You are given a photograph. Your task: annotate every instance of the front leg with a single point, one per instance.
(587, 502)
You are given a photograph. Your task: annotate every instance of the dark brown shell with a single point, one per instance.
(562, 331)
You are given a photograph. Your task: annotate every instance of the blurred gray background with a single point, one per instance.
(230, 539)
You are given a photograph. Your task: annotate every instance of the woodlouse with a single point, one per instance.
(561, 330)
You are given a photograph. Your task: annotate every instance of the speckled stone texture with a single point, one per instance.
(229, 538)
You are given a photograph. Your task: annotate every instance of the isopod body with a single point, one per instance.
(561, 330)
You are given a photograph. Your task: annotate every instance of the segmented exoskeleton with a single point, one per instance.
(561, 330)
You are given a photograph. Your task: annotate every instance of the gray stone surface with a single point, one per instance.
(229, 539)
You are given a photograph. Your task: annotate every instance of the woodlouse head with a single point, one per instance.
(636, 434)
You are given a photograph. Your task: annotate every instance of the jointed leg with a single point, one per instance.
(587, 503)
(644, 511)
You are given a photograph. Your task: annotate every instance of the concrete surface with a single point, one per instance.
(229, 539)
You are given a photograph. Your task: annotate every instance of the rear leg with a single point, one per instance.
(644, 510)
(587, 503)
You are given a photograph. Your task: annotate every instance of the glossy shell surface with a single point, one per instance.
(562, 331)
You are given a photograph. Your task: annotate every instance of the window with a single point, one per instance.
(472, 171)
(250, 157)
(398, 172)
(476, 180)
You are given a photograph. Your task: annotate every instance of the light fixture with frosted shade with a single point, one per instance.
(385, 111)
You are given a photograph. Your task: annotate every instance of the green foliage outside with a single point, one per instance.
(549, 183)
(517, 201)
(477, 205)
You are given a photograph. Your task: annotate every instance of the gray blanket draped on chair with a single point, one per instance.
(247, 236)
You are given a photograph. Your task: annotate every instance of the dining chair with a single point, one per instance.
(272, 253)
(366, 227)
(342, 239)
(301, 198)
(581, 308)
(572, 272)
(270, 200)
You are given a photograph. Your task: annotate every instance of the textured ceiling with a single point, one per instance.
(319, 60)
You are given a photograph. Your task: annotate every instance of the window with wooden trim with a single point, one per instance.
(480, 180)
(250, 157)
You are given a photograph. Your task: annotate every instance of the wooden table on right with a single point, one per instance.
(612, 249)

· · ·

Short exercise |
Transcribe all of the material above line for line, with nothing changed.

Finished exercise |
You are given a photograph. Your task: annotate every instance of the front leg with a single point, one per instance.
(587, 502)
You are given a photograph. Your task: annotate every instance of the dark brown shell with a single point, one per instance.
(562, 331)
You are given a photograph. Your task: annotate every instance of the blurred gray background with a single point, one per instance.
(230, 539)
You are given a photograph. Your task: annotate every instance of the woodlouse with a single point, one per instance.
(561, 330)
You are given a photograph. Your task: annotate every instance of the speckled stone texture with a single point, one per instance.
(229, 538)
You are given a photograph. Your task: annotate every instance of the isopod body with a single point, one per instance.
(561, 330)
You are given a photograph. Your task: annotate every instance of the segmented exoskeleton with a single point, one per instance.
(561, 330)
You are given a photograph. Your task: annotate every instance of the gray stone surface with a single point, one per instance.
(229, 539)
You are given a photograph. Your task: annotate every instance of the woodlouse head with a single point, one per instance.
(636, 434)
You are given a photograph. Your task: annotate every instance of the jointed leg with a single point, one per instance.
(587, 503)
(644, 511)
You are given a photograph. Your task: annotate every instance of the concrete surface with a single point, one per instance.
(229, 539)
You are given a photograph. Your task: annotate every instance of the rear leg with a single point, one per instance.
(644, 510)
(587, 503)
You are given a photograph. Your task: annotate every instance of the glossy shell surface with a single point, one per instance.
(562, 331)
You are given a photograph. Your task: annotate every instance of the window with a single point, one per instance.
(472, 171)
(250, 157)
(398, 172)
(476, 180)
You are given a photograph. Your task: annotate every instance of the light fixture with frosted shade with a single point, one per instance.
(385, 111)
You are given a photograph. Your task: annotate every instance of the green foliage outside with a single point, one per instance.
(549, 183)
(517, 201)
(477, 205)
You are given a photograph. Your task: annotate every instance of the gray blanket draped on chair with a single point, one per instance.
(247, 236)
You are given a photograph. Your task: annotate every instance of the dining chair with a single point, one per instance.
(272, 253)
(366, 227)
(342, 239)
(301, 198)
(581, 308)
(572, 272)
(270, 200)
You are given a photograph. Your task: annotate every instance of the textured ceiling with a single point, one per instance.
(319, 60)
You are given a photograph. Your task: annotate every instance of the window with wooden trim with a single point, one per instance.
(480, 180)
(250, 157)
You are given a photograph. Your task: annotate every instance of the wooden table on right with a single point, one per instance.
(612, 249)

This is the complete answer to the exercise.